Saved data entries:
##########

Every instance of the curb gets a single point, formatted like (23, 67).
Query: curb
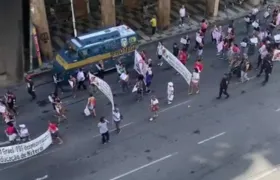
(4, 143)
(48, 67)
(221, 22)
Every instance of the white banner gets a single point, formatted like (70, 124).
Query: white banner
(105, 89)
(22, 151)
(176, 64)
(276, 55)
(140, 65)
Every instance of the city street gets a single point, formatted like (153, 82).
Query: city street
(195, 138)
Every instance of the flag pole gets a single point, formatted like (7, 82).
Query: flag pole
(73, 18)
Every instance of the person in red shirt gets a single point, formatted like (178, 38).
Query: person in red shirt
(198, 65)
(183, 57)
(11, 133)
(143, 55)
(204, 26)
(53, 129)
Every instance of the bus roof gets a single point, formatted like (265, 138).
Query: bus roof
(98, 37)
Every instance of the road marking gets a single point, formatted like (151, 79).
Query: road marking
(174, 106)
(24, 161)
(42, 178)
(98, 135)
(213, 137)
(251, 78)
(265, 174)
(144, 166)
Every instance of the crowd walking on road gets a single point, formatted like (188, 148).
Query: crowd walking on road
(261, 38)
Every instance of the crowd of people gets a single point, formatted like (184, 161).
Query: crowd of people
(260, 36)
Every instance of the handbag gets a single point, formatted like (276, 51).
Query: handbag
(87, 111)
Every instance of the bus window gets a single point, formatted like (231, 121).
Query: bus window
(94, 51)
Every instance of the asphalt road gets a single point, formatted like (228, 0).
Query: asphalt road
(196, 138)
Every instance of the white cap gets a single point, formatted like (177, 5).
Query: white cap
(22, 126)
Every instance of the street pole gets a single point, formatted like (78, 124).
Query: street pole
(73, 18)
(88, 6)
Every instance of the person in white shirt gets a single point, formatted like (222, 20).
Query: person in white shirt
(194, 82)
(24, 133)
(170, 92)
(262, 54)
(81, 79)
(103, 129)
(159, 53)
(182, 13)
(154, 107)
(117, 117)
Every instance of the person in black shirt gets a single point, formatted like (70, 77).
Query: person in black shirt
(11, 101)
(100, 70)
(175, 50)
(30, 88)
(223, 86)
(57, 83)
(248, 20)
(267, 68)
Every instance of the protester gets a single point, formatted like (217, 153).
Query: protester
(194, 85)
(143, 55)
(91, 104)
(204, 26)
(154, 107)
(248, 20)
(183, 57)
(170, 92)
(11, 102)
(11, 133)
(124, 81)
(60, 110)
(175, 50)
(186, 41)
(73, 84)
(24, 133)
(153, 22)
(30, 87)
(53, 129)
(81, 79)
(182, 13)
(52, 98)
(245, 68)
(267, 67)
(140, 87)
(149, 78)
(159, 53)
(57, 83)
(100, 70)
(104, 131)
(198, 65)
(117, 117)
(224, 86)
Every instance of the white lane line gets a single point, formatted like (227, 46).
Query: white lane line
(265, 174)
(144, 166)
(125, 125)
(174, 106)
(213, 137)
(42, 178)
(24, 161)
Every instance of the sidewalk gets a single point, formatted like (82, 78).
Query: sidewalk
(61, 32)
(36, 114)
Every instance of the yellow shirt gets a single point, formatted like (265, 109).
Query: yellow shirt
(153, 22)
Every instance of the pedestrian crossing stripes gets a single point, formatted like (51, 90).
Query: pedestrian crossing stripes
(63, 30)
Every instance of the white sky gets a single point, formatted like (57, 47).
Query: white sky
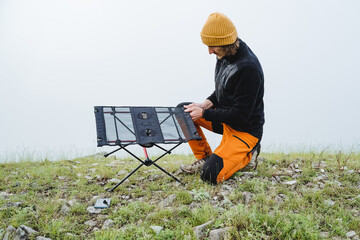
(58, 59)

##########

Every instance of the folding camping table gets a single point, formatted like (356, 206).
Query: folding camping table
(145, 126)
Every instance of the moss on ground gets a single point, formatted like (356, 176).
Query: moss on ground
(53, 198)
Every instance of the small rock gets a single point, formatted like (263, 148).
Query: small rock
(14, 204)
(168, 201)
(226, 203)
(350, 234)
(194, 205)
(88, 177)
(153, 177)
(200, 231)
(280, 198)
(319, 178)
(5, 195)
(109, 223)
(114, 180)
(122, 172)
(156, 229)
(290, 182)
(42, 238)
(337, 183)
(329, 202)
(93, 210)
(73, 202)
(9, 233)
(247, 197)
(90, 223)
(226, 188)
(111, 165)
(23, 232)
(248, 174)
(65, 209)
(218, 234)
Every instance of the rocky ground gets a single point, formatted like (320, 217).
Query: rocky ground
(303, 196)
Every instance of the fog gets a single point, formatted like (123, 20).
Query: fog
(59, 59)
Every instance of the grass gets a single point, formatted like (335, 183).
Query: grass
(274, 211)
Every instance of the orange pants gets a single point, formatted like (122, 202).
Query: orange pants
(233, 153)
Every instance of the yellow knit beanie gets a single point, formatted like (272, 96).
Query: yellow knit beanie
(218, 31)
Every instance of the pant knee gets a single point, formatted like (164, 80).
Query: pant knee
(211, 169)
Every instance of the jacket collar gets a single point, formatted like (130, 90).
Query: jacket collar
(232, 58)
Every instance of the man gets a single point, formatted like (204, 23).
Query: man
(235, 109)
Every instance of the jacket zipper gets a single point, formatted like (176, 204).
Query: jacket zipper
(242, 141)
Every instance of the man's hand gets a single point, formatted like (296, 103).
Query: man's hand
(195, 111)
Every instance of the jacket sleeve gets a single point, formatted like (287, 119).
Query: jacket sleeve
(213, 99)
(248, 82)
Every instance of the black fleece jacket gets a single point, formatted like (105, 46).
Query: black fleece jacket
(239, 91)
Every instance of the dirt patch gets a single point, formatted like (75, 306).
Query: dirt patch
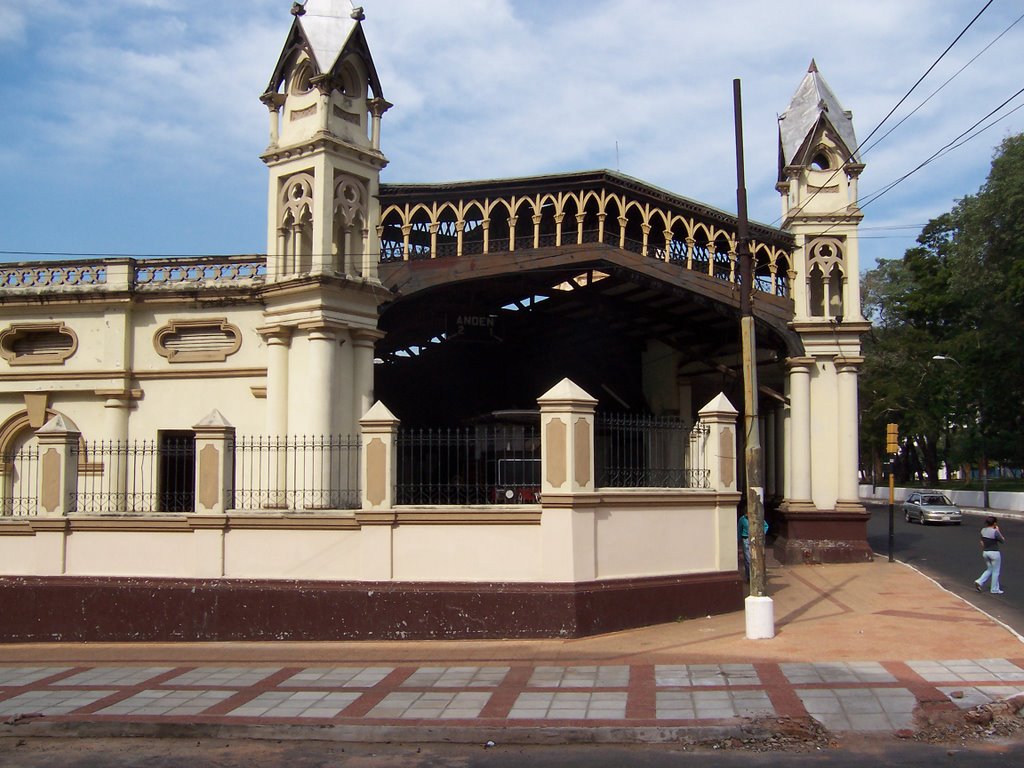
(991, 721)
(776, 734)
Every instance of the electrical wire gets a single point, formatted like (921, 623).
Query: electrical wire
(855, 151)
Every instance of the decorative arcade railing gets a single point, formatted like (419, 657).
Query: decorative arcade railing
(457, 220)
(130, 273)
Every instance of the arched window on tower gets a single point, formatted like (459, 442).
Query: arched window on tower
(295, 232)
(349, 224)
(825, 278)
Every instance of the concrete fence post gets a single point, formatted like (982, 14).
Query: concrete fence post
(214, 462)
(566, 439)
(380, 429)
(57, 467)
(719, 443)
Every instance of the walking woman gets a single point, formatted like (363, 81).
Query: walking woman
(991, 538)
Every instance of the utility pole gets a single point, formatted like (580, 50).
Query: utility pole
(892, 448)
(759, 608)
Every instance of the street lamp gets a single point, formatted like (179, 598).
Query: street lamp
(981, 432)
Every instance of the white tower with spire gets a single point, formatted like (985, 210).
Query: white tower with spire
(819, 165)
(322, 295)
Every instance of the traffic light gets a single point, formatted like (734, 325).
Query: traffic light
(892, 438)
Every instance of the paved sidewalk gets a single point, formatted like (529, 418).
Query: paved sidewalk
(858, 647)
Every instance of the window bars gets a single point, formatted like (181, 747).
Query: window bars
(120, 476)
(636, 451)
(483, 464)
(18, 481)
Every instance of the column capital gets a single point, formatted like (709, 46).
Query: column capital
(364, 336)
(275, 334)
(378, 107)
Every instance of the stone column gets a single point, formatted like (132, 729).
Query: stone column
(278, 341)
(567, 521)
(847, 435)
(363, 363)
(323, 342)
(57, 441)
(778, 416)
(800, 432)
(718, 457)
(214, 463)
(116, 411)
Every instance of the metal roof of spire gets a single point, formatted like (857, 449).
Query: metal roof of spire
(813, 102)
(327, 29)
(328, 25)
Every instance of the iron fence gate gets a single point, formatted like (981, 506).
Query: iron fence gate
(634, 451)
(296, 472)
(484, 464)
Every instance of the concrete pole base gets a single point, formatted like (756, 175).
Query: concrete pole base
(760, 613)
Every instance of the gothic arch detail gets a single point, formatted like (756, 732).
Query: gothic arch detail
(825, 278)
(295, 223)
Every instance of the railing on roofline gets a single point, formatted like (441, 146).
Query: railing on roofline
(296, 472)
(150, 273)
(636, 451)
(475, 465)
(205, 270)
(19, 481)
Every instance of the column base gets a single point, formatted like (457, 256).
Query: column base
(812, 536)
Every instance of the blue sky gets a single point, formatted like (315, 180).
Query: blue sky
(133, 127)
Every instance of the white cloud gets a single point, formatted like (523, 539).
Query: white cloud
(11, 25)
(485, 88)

##########

● **Task statement**:
Nothing but the lines above from the one containing "Every instance of the yellow knit" through the one containing "Every instance of the man's" should appear in the answer, each repeated exactly.

● **Response to the task**:
Every instance of the yellow knit beanie gets a single point, formatted like (272, 96).
Query: yellow knit beanie
(218, 31)
Every instance of the pant knee gets a single point, formatted like (164, 80).
Query: pant knee
(211, 169)
Every instance of the jacket collar gets a single point, formatted like (130, 90).
Query: jacket collar
(232, 58)
Every instance of the man gets a single point, formatted like (204, 23).
Query: man
(235, 109)
Every instance of the jacket zipper gets a single point, formatted like (176, 204).
Query: jacket zipper
(242, 141)
Every instance of the man's hand gets a single point, formatted like (296, 103).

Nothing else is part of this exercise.